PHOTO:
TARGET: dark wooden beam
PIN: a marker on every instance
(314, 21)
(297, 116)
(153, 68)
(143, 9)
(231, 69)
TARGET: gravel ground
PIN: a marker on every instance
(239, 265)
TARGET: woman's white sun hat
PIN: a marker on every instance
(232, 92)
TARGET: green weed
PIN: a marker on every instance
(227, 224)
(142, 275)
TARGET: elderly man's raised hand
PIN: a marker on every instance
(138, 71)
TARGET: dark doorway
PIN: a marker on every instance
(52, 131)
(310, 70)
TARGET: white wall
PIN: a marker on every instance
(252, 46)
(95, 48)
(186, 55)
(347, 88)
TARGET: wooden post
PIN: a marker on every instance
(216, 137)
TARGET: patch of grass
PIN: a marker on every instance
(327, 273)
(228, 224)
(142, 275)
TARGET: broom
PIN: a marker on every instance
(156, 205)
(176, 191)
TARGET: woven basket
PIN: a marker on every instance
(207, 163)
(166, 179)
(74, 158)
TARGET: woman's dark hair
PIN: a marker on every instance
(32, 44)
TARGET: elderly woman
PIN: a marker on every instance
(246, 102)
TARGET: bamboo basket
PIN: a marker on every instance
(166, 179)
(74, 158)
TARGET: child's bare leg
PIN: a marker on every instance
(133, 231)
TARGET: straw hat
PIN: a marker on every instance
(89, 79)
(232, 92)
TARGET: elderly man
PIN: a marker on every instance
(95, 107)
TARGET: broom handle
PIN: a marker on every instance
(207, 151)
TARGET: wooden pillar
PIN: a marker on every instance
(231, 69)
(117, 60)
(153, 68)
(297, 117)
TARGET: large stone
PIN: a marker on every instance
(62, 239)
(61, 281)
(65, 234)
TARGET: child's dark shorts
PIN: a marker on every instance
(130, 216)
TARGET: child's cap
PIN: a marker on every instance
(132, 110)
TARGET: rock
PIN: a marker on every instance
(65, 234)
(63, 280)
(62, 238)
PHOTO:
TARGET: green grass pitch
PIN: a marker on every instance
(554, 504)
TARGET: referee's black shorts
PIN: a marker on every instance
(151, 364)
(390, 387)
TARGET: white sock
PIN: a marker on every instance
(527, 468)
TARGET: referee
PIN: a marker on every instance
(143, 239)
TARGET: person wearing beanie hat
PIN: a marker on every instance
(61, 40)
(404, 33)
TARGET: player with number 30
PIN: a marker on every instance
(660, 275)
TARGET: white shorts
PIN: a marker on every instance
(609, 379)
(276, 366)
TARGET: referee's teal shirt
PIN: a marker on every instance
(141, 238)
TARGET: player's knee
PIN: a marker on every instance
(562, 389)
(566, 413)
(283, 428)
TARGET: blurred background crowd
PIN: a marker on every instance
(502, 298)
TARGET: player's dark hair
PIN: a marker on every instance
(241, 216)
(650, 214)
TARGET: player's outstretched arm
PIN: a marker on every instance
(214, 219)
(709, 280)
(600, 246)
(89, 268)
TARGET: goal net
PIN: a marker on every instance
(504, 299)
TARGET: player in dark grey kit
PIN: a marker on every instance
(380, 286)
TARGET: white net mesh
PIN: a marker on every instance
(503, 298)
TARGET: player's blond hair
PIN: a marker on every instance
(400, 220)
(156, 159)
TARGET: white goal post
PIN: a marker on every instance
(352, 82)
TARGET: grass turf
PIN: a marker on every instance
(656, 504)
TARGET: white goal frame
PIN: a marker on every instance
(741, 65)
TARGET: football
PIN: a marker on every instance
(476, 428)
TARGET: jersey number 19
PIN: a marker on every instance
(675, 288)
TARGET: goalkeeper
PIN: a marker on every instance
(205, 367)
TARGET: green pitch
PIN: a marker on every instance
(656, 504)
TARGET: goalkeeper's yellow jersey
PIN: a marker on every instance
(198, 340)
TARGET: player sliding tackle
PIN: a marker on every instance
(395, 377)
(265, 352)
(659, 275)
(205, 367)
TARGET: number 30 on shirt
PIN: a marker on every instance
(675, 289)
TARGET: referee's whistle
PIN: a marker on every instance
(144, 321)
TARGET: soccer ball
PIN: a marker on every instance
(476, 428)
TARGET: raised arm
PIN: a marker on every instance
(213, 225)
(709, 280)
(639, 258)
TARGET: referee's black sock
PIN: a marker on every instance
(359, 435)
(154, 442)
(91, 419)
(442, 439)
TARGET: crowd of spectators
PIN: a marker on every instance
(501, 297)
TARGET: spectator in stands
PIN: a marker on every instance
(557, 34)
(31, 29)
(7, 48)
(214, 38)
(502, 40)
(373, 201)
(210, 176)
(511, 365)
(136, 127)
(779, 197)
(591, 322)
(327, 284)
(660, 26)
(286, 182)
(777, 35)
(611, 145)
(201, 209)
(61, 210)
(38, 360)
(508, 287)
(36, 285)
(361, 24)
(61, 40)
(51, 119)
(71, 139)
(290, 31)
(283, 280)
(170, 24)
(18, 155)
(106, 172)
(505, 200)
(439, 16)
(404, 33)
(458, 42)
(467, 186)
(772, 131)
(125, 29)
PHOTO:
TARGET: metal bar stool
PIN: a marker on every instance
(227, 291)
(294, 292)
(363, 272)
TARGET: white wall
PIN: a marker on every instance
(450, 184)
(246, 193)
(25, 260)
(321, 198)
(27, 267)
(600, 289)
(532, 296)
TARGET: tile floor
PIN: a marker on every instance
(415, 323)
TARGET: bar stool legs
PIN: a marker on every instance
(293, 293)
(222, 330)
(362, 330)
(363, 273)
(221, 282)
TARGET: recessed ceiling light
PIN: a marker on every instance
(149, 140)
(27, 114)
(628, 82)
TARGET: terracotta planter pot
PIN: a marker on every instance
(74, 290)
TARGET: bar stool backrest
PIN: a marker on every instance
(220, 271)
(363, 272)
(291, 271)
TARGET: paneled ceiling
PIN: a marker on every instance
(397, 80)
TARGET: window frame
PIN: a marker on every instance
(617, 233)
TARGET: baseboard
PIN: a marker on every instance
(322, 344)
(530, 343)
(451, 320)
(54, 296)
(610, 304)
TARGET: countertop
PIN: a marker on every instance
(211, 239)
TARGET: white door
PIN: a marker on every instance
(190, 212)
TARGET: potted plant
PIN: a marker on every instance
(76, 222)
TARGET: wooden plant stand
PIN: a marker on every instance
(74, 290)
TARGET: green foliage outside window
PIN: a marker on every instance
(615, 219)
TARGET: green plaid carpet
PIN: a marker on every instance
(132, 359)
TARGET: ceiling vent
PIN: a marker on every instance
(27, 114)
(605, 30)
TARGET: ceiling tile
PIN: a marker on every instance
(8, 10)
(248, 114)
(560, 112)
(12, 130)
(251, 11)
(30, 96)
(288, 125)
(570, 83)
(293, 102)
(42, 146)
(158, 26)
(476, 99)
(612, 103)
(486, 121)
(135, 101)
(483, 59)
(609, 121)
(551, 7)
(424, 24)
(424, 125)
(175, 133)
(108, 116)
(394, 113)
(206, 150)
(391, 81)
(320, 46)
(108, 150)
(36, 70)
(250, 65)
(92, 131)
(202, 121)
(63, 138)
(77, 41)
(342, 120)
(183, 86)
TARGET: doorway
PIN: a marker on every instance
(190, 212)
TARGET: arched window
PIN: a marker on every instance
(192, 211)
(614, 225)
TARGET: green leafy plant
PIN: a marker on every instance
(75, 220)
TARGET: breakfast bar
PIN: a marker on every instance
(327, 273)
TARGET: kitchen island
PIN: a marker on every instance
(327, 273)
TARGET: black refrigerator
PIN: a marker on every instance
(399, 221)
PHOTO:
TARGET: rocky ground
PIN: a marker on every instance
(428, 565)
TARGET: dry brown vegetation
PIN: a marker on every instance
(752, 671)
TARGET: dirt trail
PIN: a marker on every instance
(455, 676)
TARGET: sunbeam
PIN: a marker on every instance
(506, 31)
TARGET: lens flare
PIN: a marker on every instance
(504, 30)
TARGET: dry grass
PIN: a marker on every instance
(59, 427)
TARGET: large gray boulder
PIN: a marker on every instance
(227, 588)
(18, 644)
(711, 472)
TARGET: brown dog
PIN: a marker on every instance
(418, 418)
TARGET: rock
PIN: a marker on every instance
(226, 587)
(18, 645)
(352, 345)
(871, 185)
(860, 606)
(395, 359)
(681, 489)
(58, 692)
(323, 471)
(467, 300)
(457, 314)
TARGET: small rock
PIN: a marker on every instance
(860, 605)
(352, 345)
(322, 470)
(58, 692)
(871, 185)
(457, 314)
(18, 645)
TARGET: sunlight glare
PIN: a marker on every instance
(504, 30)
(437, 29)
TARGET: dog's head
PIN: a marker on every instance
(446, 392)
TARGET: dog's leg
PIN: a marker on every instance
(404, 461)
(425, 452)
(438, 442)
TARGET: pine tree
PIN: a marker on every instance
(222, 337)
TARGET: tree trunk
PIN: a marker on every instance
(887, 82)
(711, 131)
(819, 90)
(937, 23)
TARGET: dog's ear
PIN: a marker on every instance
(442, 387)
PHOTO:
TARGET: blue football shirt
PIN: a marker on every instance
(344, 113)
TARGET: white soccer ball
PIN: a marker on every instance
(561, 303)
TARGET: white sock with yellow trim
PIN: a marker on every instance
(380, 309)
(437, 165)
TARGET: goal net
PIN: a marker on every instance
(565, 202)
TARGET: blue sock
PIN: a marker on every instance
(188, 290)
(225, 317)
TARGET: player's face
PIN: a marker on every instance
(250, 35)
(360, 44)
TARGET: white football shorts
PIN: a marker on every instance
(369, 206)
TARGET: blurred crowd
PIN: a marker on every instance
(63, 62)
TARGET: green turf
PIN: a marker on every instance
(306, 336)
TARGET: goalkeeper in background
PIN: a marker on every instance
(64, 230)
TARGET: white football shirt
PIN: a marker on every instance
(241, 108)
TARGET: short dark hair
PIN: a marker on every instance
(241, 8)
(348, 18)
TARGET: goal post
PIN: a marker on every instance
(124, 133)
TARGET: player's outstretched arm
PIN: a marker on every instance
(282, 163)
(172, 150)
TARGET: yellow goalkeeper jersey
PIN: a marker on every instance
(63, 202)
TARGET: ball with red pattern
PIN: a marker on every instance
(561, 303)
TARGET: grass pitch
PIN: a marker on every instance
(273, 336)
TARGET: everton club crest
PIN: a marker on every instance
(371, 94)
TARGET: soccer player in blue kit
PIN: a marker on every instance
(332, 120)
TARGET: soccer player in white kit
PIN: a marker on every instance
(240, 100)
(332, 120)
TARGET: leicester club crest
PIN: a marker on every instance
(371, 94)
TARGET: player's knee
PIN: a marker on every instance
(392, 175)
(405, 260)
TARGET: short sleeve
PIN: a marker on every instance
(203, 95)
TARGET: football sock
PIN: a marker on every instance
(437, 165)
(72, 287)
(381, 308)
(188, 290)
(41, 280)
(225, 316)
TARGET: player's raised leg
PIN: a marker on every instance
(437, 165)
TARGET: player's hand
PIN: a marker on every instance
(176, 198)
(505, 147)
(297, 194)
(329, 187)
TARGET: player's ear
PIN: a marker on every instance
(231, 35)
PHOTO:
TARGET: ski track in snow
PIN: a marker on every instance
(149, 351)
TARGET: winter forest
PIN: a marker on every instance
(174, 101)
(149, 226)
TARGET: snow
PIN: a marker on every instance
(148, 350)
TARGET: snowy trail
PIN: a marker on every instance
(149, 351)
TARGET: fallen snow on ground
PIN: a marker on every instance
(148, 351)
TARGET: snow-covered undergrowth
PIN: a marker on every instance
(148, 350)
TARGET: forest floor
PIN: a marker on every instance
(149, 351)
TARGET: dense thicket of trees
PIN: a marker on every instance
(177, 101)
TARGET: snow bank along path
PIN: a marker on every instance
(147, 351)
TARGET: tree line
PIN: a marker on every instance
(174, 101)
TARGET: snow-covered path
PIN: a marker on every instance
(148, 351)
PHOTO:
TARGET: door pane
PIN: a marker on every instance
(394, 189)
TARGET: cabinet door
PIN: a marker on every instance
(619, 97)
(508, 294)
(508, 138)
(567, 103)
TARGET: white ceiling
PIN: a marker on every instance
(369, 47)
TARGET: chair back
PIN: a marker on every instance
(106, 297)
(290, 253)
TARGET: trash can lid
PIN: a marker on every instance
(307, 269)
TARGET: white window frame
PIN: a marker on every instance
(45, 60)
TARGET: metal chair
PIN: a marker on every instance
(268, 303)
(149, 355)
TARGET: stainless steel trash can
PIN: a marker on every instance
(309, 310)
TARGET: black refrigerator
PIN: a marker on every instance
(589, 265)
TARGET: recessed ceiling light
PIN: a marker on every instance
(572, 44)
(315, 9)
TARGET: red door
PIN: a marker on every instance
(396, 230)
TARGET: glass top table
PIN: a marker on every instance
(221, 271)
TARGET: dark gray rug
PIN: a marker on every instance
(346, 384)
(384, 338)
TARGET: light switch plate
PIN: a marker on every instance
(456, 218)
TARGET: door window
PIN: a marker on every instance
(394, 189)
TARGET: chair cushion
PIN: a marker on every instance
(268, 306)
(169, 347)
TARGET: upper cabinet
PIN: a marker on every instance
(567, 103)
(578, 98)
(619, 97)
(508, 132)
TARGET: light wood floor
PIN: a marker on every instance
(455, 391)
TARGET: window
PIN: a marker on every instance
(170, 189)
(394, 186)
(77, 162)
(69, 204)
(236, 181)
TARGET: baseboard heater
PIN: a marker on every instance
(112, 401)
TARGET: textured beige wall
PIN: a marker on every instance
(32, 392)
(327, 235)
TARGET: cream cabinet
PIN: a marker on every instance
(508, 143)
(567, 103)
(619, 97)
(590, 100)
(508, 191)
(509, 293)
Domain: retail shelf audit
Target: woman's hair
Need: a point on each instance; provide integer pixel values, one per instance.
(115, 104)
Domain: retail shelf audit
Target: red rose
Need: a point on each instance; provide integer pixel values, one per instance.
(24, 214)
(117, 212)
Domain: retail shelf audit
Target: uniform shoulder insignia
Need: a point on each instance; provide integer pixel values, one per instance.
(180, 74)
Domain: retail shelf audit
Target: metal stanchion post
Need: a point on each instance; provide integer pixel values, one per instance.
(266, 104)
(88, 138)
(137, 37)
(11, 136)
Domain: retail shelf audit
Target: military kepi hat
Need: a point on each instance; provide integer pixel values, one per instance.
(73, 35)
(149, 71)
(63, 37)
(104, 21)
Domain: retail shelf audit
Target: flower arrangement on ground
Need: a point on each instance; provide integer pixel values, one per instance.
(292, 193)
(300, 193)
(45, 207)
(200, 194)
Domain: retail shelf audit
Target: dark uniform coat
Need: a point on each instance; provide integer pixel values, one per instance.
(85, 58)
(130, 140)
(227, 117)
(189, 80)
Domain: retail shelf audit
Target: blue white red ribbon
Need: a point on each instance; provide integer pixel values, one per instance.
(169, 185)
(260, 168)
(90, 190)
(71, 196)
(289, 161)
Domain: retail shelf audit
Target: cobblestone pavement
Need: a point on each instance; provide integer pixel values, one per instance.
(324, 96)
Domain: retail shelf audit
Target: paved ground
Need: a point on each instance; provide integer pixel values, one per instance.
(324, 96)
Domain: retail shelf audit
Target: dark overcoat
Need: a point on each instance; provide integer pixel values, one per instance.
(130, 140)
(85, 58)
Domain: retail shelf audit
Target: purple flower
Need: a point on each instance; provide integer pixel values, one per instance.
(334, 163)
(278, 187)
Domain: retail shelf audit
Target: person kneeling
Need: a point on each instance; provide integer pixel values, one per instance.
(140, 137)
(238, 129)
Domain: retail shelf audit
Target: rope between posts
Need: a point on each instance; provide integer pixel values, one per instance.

========================

Going back over the entries above, copy word for word every line from the one that has "TARGET: dirt trail" on through the one that has "TARGET: small rock".

Reply to the exercise:
TARGET: dirt trail
PIN: a marker on every instance
(455, 676)
TARGET: sunbeam
PIN: a marker on every instance
(506, 31)
TARGET: lens flare
PIN: a marker on every instance
(504, 30)
TARGET: dry grass
PIN: a marker on every instance
(59, 427)
TARGET: large gray boulder
PIN: a marker on every instance
(227, 588)
(18, 644)
(711, 472)
TARGET: brown dog
PIN: a marker on every instance
(418, 418)
TARGET: rock
PIN: a marker on every instance
(226, 587)
(18, 645)
(352, 345)
(871, 185)
(860, 606)
(395, 359)
(681, 489)
(58, 692)
(323, 471)
(467, 300)
(457, 314)
TARGET: small rock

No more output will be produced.